== What is being asked ==
Scale the stretch of the listing from its start through the line containing "[60,100,318,287]", both ends included. Reproduce every line in full, but multiply each bounding-box coordinate in the answers by 0.45 and round it to a whole number with halves rounding up, and leave the pictures out.

— START —

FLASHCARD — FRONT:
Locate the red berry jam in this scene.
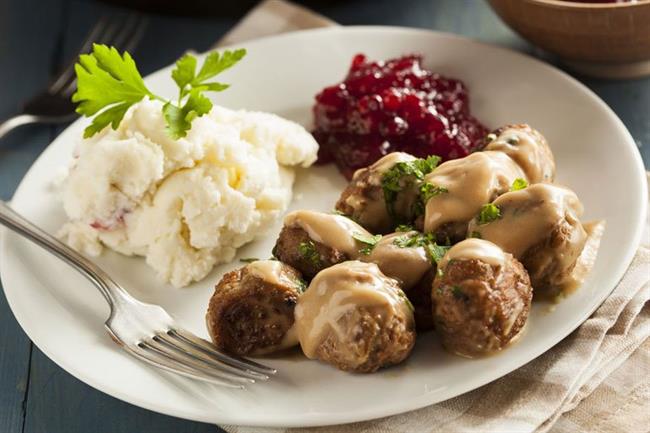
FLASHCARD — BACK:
[313,54,487,179]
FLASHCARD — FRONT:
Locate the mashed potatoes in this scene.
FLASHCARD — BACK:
[60,100,318,287]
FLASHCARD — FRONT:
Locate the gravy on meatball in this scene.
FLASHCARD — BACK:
[468,183,587,297]
[295,261,415,373]
[431,239,532,357]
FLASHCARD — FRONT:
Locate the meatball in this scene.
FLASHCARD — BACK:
[295,261,415,373]
[358,231,432,295]
[468,183,587,298]
[484,124,555,183]
[336,152,417,234]
[206,260,306,355]
[273,210,373,279]
[423,152,526,243]
[404,266,437,332]
[432,239,533,357]
[359,231,435,331]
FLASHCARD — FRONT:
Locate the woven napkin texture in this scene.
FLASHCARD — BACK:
[218,0,650,433]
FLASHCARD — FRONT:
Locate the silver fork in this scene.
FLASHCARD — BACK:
[0,200,276,388]
[0,14,146,138]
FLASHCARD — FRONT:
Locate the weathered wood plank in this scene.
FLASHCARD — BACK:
[0,0,60,433]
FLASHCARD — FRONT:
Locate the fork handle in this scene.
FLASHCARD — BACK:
[0,114,40,138]
[0,200,133,311]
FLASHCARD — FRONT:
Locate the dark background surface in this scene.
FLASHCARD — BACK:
[0,0,650,433]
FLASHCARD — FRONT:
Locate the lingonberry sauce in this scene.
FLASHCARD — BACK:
[313,54,487,179]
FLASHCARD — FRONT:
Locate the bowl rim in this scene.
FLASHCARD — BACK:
[524,0,650,9]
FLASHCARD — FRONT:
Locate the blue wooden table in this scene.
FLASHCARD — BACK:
[0,0,650,433]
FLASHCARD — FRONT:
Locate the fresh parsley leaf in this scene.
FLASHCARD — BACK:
[196,48,246,82]
[72,44,154,138]
[424,242,449,263]
[476,203,501,225]
[298,239,321,267]
[393,233,450,264]
[172,53,196,94]
[72,44,246,139]
[239,257,259,263]
[420,182,449,204]
[510,177,528,191]
[352,232,382,256]
[163,89,212,140]
[413,182,449,217]
[381,155,440,221]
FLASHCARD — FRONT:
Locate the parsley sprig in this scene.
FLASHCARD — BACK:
[393,232,450,264]
[476,203,501,225]
[352,232,382,256]
[72,44,246,139]
[381,155,440,221]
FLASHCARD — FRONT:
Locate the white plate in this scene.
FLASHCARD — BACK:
[0,27,646,426]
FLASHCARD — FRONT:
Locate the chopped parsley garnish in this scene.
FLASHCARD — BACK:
[381,155,440,220]
[424,242,449,263]
[72,44,246,139]
[393,233,450,264]
[476,203,501,225]
[298,239,321,267]
[397,289,415,311]
[352,232,381,256]
[413,182,449,217]
[239,257,259,263]
[510,177,528,191]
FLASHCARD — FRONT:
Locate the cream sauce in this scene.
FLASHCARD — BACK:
[295,261,414,359]
[424,152,526,233]
[438,238,506,269]
[359,232,432,289]
[562,220,606,295]
[468,183,584,260]
[485,125,555,183]
[345,152,417,232]
[364,152,417,186]
[284,210,372,258]
[246,260,296,286]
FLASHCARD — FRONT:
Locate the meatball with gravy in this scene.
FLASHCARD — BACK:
[484,124,555,183]
[336,152,417,234]
[468,183,587,297]
[423,151,526,243]
[359,231,435,331]
[206,260,306,355]
[273,210,372,279]
[432,239,533,357]
[295,261,415,373]
[358,231,432,294]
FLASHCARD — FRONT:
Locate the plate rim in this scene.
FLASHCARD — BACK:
[0,25,648,427]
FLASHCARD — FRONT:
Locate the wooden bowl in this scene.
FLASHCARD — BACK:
[488,0,650,78]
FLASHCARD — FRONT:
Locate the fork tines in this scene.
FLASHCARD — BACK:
[125,328,276,388]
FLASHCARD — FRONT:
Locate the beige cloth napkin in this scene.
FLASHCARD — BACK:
[219,0,650,433]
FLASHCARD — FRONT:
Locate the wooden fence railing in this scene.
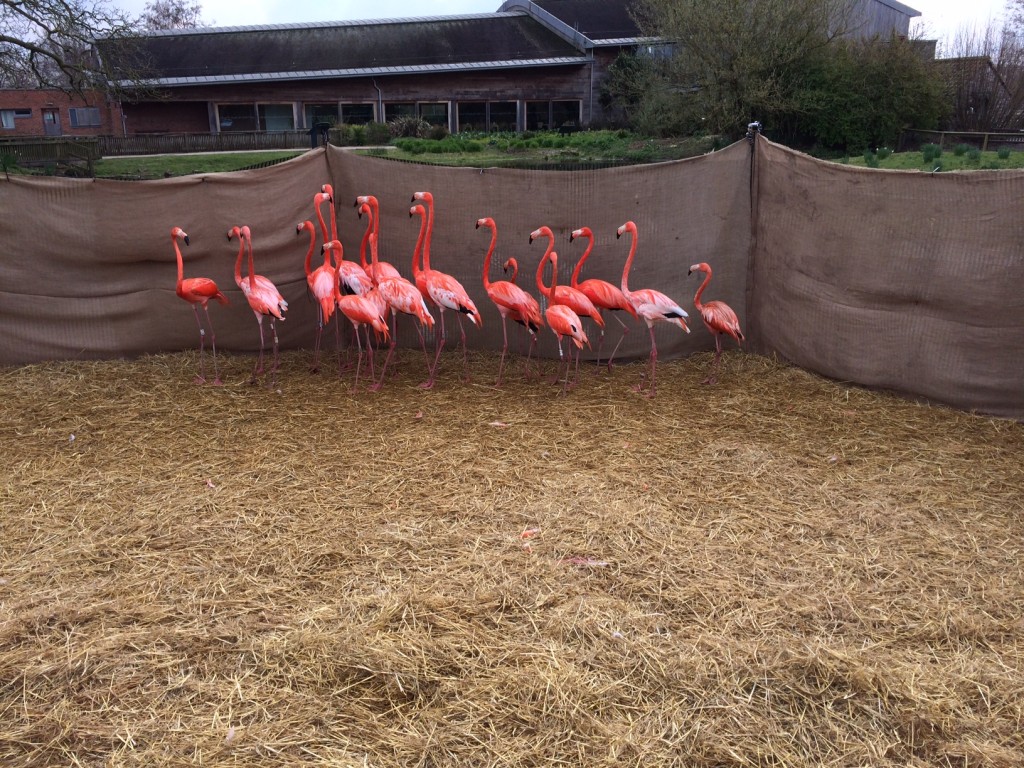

— END —

== Complete output ==
FLASHCARD — FRONT:
Locate the red berry jam in this scene.
FLASHCARD — BACK:
[141,24,219,81]
FLASHCARD — FRONT:
Locate the mashed potatoes in this scene.
FLASHCARD — BACK:
[27,45,143,129]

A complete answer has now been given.